Exercise aim » Write the listing out again, all of it, word for word.

Input data »
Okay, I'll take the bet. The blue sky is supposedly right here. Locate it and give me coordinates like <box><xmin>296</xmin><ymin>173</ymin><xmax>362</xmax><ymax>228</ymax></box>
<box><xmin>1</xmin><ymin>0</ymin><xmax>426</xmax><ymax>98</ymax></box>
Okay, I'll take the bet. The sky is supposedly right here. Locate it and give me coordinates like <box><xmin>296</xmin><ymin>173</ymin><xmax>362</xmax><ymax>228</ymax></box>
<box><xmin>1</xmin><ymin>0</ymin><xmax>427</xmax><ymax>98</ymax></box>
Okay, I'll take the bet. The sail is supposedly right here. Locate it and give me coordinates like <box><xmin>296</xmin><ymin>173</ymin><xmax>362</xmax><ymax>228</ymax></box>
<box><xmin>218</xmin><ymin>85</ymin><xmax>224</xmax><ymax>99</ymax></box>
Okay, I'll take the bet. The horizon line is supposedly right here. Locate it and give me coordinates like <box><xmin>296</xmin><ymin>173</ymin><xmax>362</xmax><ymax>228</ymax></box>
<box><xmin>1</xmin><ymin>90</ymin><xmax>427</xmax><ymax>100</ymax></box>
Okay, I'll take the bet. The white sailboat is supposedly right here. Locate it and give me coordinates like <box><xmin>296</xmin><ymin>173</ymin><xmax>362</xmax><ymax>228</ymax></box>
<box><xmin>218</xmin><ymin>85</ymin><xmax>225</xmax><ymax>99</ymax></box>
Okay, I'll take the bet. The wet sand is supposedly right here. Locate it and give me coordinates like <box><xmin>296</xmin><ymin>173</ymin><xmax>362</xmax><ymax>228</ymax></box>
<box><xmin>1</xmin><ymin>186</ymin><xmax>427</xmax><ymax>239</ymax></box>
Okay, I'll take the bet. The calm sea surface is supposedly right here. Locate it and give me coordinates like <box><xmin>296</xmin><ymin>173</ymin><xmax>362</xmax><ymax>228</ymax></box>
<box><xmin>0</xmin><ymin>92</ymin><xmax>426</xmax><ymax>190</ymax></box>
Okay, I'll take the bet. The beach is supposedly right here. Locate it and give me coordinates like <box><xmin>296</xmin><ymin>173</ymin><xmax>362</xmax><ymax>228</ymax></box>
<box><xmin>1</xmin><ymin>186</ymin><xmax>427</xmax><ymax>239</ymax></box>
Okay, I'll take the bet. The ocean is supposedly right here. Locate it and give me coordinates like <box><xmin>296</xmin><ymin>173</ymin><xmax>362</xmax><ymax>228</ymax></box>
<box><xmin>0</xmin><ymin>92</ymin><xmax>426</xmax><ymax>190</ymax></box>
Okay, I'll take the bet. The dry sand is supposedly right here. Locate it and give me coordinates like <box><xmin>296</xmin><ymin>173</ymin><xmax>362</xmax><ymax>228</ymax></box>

Problem solution »
Okay, I'll take the bet. The blue sky is supposedly right here. Locate it and give me coordinates like <box><xmin>296</xmin><ymin>173</ymin><xmax>362</xmax><ymax>228</ymax></box>
<box><xmin>1</xmin><ymin>0</ymin><xmax>426</xmax><ymax>98</ymax></box>
Okay, I'll take the bet. The sky is supposedly right here. Locate it and give me coordinates like <box><xmin>296</xmin><ymin>173</ymin><xmax>362</xmax><ymax>228</ymax></box>
<box><xmin>1</xmin><ymin>0</ymin><xmax>427</xmax><ymax>98</ymax></box>
Okay, I'll take the bet. The sail is supposedly right here. Locate it and give me coordinates like <box><xmin>296</xmin><ymin>173</ymin><xmax>362</xmax><ymax>228</ymax></box>
<box><xmin>218</xmin><ymin>85</ymin><xmax>224</xmax><ymax>99</ymax></box>
Okay, I'll take the bet. The horizon line is supposedly right here. Locate it and give me coordinates like <box><xmin>296</xmin><ymin>173</ymin><xmax>362</xmax><ymax>228</ymax></box>
<box><xmin>1</xmin><ymin>90</ymin><xmax>427</xmax><ymax>100</ymax></box>
Okay, I'll take the bet. The white sailboat is supposedly right here. Locate it and give me coordinates like <box><xmin>296</xmin><ymin>173</ymin><xmax>362</xmax><ymax>228</ymax></box>
<box><xmin>218</xmin><ymin>85</ymin><xmax>225</xmax><ymax>99</ymax></box>
Okay, I'll take the bet. The wet sand is supposedly right here. Locate it and give me coordinates like <box><xmin>296</xmin><ymin>173</ymin><xmax>362</xmax><ymax>228</ymax></box>
<box><xmin>1</xmin><ymin>186</ymin><xmax>427</xmax><ymax>239</ymax></box>
Okay, I'll take the bet. The calm sea surface is supposedly right here. Locate it and give me coordinates like <box><xmin>296</xmin><ymin>173</ymin><xmax>362</xmax><ymax>228</ymax></box>
<box><xmin>0</xmin><ymin>92</ymin><xmax>426</xmax><ymax>190</ymax></box>
Okay, I'll take the bet. The beach is supposedly right here. Locate it and give me coordinates like <box><xmin>296</xmin><ymin>173</ymin><xmax>362</xmax><ymax>228</ymax></box>
<box><xmin>1</xmin><ymin>186</ymin><xmax>427</xmax><ymax>239</ymax></box>
Okay, I'll take the bet. The ocean is supposedly right here. Locate it and give me coordinates like <box><xmin>296</xmin><ymin>173</ymin><xmax>362</xmax><ymax>228</ymax></box>
<box><xmin>0</xmin><ymin>92</ymin><xmax>426</xmax><ymax>190</ymax></box>
Okay, I'll take the bet. The dry sand is supposedly right here. Locate it and give me coordinates like <box><xmin>296</xmin><ymin>173</ymin><xmax>362</xmax><ymax>228</ymax></box>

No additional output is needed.